• _Given instruction_
Below is a listing to transcribe in full and exactly; keep the pictures out.

• _Entries supplied_
▬▬▬▬▬▬

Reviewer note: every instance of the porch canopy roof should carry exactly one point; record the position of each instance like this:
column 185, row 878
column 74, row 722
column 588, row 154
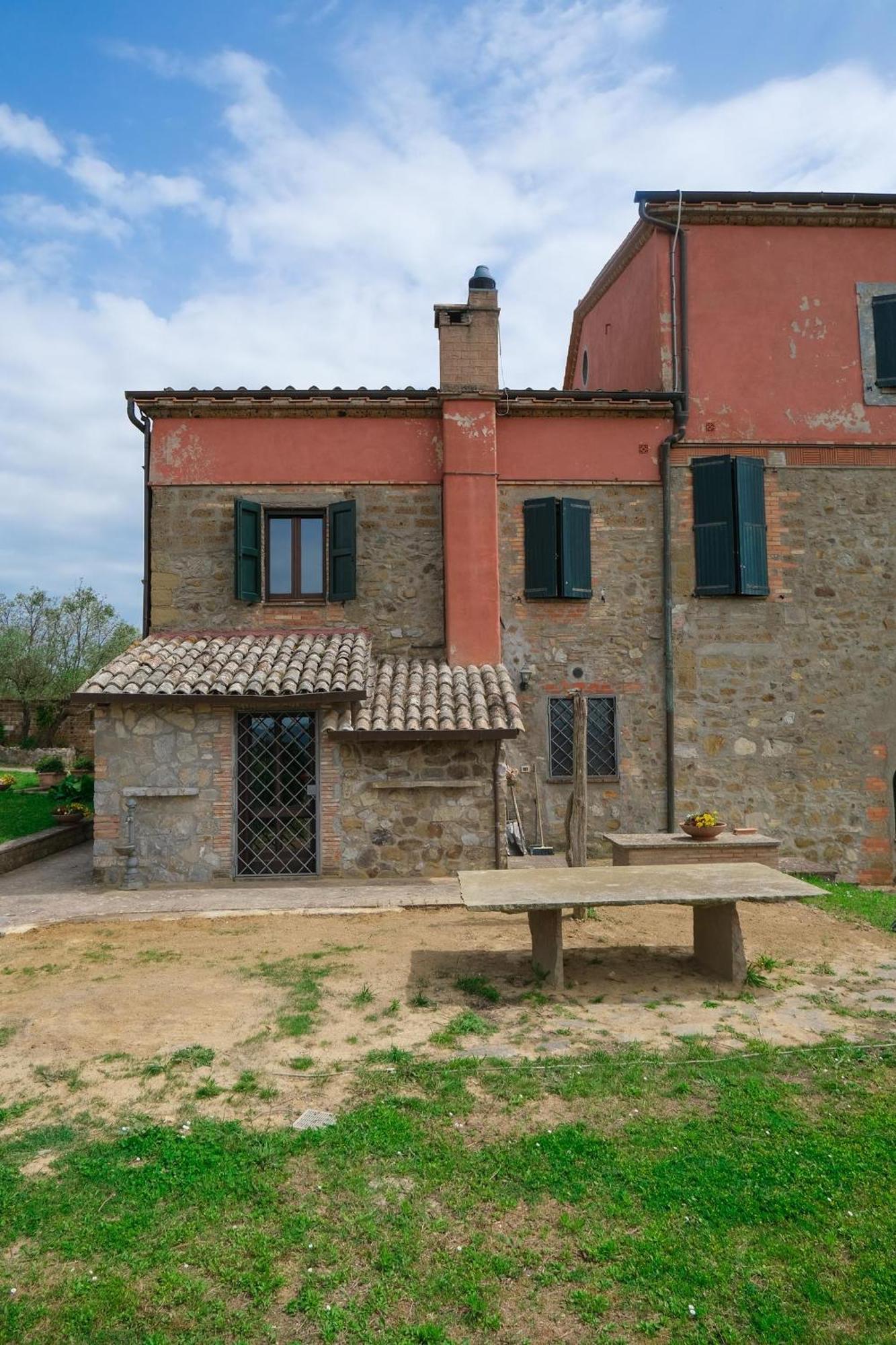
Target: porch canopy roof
column 296, row 668
column 423, row 699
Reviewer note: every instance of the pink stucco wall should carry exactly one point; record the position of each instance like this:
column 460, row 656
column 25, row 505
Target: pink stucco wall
column 275, row 451
column 569, row 449
column 774, row 333
column 626, row 330
column 271, row 451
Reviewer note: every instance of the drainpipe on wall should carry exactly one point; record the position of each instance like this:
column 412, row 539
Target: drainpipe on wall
column 499, row 792
column 145, row 426
column 678, row 299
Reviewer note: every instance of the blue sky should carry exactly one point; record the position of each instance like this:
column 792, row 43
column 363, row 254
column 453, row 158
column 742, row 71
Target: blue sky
column 278, row 192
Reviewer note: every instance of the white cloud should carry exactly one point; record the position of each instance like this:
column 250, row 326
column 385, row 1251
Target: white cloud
column 40, row 215
column 136, row 193
column 510, row 134
column 25, row 135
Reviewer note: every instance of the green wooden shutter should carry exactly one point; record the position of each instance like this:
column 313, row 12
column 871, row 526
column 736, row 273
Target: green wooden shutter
column 575, row 535
column 749, row 500
column 343, row 552
column 713, row 525
column 540, row 547
column 247, row 547
column 884, row 315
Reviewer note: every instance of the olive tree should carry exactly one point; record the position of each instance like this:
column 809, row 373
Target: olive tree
column 50, row 646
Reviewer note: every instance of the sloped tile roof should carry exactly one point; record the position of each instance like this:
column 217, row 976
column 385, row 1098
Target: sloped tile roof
column 416, row 696
column 237, row 665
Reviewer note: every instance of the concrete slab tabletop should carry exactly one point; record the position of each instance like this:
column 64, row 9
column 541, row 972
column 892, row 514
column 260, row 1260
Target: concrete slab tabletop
column 665, row 884
column 651, row 840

▬▬▬▬▬▬

• _Answer for this exercise_
Reviewer note: every instance of the porch canopy roof should carry exactly one point; record the position of each instance like this:
column 185, row 878
column 74, row 722
column 588, row 154
Target: porch canopy roof
column 296, row 668
column 423, row 699
Reviewer note: every instance of the pink stucco wall should carry exactly one point; record the position of each instance like this:
column 460, row 656
column 25, row 505
Target: pink stucco wall
column 275, row 451
column 569, row 449
column 774, row 333
column 626, row 330
column 271, row 451
Reviewer note: every instance of the drainpipe on wall should carry exactly one point; record the position of each instance like this:
column 412, row 539
Target: drainpipe on wall
column 499, row 792
column 145, row 426
column 678, row 299
Reviewer note: every instance of the blue sky should carry exactly one point; record the position of each instance like this:
column 792, row 43
column 363, row 254
column 453, row 158
column 742, row 71
Target: blue sky
column 278, row 192
Reviewer note: every instance of the white cloud should carry exactly one point; record the position of each instance like this:
column 250, row 326
column 385, row 1251
Target: white cloud
column 40, row 215
column 136, row 193
column 510, row 134
column 25, row 135
Reviewer note: every instance of the green wooden shutter should carry exactly one point; record the position of each instance like this:
column 313, row 12
column 871, row 526
column 736, row 273
Target: green wooden shutter
column 575, row 535
column 749, row 500
column 343, row 552
column 713, row 525
column 540, row 547
column 247, row 547
column 884, row 315
Reviewer note: every instance of the olive tree should carry exactly one point; record the position of each instance like this:
column 809, row 373
Target: olive tree
column 50, row 646
Reviewer note: every instance of the sloped tile roof should carry exactly one point; record the position of each instance like this:
column 217, row 976
column 385, row 1098
Target: sloped tile roof
column 416, row 696
column 237, row 665
Reviewer note: every instance of the concrete slab tabletop should carry exactly one point; record the position of each instance like this:
column 64, row 9
column 541, row 972
column 892, row 514
column 260, row 1260
Target: concrete slab tabletop
column 665, row 884
column 651, row 840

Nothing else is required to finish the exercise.